### TAREFA PROPOSTA
Dê continuidade ao texto abaixo sobre a Igreja como Corpo de Cristo, começando logo após a sua última frase.

### TEXTO FORNECIDO
□ □ □ □

É de notar que a nossa Encíclica, ao fixar essa verdade de fé, cita dois trechos da Encíclica de Leão XIII Satis cognitum1 e por duas outras vezes se refere ao mesmo documento. Procuremos pois explicar Pio por Leão; venha o “Lumen in cœlo” aclarar a doutrina do “Pastor angelicus”. Leão XIII serve-se de dois pontos de referência para esclarecer a doutrina da Igreja: a nossa pessoa humana; a pessoa divina de Cristo.
 
Dois princípios ou elementos constituem a pessoa humana; um, interno, espiritual, invisível: a alma; o outro externo, material, visível: o corpo. Assim, se atentarmos no fim supremo que colima e nas causas mais íntimas de sua santidade, será a Igreja de certo espiritual; mas se considerarmos ao contrário os membros que a compõem e os meios que nos encaminham até os dons espirituais, ela será externa e necessariamente invisível. Ora, assim como é impossível reduzir o homem apenas ao corpo ou apenas à alma, antes a pessoa humana requer, para ser constituída, a estreita conjunção de ambos; assim também é essencial à constituição da Igreja unirem-se estreitamente o elemento espiritual e o material, porquanto ela nem é um cadáver nem um puro espírito, senão o Corpo de Cristo, dotado de vida sobrenatural. Prosseguindo, Leão XIII mostra como na contextura da Igreja o elemento interno, invisível e o externo, visível, se encontram entremeados, sem que seja possível separá-los.

□ □ □ □

### LINHAS FORNECIDAS
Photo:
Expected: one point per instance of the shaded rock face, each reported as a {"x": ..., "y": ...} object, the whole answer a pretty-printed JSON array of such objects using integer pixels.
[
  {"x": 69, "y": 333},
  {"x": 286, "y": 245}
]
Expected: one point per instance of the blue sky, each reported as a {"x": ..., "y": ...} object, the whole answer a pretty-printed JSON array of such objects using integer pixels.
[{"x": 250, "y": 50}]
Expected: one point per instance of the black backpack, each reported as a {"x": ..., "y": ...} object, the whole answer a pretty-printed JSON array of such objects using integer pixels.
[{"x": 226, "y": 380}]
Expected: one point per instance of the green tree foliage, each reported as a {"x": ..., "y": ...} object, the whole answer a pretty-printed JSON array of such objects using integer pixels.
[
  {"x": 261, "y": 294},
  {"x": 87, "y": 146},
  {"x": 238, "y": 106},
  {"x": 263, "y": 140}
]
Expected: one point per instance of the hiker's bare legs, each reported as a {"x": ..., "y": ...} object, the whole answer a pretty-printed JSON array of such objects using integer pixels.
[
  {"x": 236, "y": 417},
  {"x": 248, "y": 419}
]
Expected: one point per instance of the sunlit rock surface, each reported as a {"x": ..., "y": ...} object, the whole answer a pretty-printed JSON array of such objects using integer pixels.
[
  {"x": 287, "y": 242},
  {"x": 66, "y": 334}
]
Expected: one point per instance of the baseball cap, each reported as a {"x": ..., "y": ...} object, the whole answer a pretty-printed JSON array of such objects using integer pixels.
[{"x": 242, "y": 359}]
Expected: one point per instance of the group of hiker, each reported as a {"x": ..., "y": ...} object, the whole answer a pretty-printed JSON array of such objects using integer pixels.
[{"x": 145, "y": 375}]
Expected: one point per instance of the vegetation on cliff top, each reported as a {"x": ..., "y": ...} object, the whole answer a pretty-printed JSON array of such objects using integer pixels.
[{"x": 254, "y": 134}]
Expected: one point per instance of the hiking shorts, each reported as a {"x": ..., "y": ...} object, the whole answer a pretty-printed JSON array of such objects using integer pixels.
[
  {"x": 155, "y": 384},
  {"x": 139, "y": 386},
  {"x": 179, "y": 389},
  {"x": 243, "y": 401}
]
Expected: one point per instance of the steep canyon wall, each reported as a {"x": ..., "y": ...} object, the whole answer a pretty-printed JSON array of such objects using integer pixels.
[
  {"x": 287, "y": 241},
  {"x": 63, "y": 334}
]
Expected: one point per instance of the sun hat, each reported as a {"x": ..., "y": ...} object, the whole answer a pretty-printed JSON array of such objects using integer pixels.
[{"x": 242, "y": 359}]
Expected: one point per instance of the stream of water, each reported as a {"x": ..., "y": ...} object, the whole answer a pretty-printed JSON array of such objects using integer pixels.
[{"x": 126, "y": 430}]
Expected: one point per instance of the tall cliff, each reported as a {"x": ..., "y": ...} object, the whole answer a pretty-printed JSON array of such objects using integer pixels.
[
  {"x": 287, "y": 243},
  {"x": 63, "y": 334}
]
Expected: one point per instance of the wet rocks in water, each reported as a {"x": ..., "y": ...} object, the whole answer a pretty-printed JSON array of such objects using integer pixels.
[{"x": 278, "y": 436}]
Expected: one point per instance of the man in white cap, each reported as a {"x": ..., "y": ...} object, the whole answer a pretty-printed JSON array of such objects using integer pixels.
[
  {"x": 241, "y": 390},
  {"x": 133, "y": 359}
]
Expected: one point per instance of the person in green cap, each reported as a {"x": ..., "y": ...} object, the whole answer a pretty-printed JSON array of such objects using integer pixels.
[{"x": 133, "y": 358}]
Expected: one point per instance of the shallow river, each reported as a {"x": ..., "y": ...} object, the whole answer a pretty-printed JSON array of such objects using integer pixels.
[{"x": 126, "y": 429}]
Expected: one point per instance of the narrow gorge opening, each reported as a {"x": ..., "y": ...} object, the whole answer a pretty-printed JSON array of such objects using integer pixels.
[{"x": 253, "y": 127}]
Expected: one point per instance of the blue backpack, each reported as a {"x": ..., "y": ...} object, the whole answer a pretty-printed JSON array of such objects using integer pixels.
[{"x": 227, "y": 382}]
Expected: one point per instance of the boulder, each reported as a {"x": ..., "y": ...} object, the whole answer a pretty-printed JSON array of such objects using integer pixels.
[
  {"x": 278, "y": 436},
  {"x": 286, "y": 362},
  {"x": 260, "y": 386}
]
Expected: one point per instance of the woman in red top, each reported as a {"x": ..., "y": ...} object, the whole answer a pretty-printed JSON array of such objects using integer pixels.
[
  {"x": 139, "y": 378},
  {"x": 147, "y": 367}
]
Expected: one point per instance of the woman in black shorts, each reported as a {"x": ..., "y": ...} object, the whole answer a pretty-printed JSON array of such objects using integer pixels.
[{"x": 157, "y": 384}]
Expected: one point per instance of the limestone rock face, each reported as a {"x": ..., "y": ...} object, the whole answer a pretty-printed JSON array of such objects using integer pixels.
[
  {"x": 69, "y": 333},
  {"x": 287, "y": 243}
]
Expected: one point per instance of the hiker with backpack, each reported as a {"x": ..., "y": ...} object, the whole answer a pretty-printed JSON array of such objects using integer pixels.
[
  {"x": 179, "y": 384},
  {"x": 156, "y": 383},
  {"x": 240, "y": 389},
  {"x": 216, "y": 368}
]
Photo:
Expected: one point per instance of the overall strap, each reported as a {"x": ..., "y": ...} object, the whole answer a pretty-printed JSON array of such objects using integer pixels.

□ □ □ □

### RESULTADO DO EXERCÍCIO
A missão espiritual de ensinar, os Apóstolos só a puderam exercer por meio das palavras e atos que os sentidos percebiam. A voz exterior, escutada pelo ouvido, gerou a fé no íntimo das almas2.Por sua vez a fé, imanente ao espírito, deve transparecer pela profissão externa3. Nada mais interior ao homem que a graça, fonte de santidade; todavia, os meios normais e principais pelos quais ela se comunica são exteriores, a saber os sacramentos administrados segundo determinados ritos, por ministros adrede escolhidos. Enfim, Jesus Cristo encarregou os Apóstolos e seus sucessores perpétuos de instruir e reger os povos; a esses pediu que lhes acolhessem os ensinamentos e lhes obedecessem ao governo; nunca esses laços mútuos de direitos e de deveres se poderiam ter formado e mantido sem o recurso aos sentidos, intérpretes e mensageiros da realidade. Motivo pelo qual as Sagradas Letras tão freqüentemente rezam ser a Igreja um Corpo, o Corpo de Cristo4.
 
Por ser Corpo, ela é visível; por ser Corpo de Cristo, ela é viva, atuosa, vegeta. Guarda-a e sustenta-a Jesus Cristo pela virtude que lhe influi; bem assim nutre e faz frutificar as vides da cepa que unidas lhe permanecem. Como nos seres animados, o princípio da vida, invisível e escondido, se traduz e manifesta no exterior pelo movimento e pela ação dos membros, assim na Igreja o princípio de vida sobrenatural se patenteia pelos atos que ele dele dimanam.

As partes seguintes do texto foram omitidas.